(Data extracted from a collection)
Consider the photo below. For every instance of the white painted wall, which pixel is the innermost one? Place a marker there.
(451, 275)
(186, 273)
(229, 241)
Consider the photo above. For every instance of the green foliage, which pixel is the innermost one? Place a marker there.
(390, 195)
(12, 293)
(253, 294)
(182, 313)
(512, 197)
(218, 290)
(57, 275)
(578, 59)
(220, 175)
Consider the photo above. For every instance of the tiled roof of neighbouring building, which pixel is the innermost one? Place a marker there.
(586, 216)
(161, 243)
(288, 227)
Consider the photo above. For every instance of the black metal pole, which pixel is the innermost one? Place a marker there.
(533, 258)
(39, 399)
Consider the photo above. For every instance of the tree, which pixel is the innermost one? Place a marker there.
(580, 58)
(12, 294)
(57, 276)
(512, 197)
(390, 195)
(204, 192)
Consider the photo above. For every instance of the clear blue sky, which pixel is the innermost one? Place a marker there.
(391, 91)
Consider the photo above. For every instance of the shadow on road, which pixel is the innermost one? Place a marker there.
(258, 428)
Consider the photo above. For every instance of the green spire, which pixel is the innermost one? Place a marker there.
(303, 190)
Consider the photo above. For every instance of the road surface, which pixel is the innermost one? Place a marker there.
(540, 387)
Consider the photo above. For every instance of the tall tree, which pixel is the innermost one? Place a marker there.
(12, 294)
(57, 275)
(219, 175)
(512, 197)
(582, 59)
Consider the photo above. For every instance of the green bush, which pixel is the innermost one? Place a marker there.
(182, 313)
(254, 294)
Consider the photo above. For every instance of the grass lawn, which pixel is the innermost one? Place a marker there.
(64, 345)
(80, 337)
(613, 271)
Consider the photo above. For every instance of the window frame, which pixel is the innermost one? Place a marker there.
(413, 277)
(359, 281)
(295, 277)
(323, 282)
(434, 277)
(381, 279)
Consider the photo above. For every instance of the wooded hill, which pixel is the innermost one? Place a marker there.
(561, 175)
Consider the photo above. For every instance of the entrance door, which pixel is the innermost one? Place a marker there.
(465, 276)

- **Task statement**
Copy every entry exactly, missing none.

- **Exercise answer**
Consider the photo below. For every instance of the white painted wall, which pixel is the innermost one? Place a marker there.
(451, 275)
(186, 273)
(229, 241)
Consider the photo above. For every instance of the green foliage, which pixel is the innermost one? Place a marker there.
(390, 195)
(12, 293)
(253, 294)
(182, 313)
(512, 197)
(218, 290)
(57, 275)
(578, 59)
(220, 175)
Consider the photo above. For every instance of the tiled roof of neighbouring building, which pixel is the innermost one? Place a marker there.
(586, 216)
(161, 243)
(288, 227)
Consider the photo above. For every instance of the black metal pole, which pixel is the innermost one? Place a marker there.
(533, 258)
(39, 399)
Consider the photo above. For every instance of the tree, which pixel is the innermost one? Place a marker there.
(580, 58)
(12, 294)
(57, 276)
(512, 197)
(390, 195)
(204, 192)
Consider the photo above. For every instance of the clear blue sky, which pixel is the innermost one? Place a marker there.
(391, 91)
Consider the photo above. For every instance of the shadow on road, which pixel is the innermost one? Place a marker there.
(258, 428)
Consider the photo above. For every instance of the green spire, which pixel is the innermost one? Place a marker there.
(303, 190)
Consider the photo above. For every instance of the road surface, which pixel is the innermost one? Place a marker there.
(540, 387)
Consider the photo above. For every instance of the tall tree, which pixel is the innermost one? Place a marker there.
(12, 294)
(57, 275)
(219, 175)
(512, 197)
(582, 59)
Consider the photo above. For every instance of the green bush, which pixel is the innermost one? Place a marker there.
(182, 313)
(254, 294)
Consider the photo above. For every instance of the grass lawn, which pixel is the innermost one? Place a marker there.
(64, 345)
(80, 337)
(613, 271)
Consider the photo above. For every instance of the window frame, which pixel is the innermost one? Place a marker there.
(413, 277)
(359, 281)
(295, 277)
(323, 282)
(434, 277)
(381, 279)
Consider the photo above. For every instance of the wooded hill, which pixel is the innermost one? Place a marker there.
(561, 175)
Consider the photo above. For every instance of the entrance door, which pixel is the innermost one? Place a marker there.
(465, 276)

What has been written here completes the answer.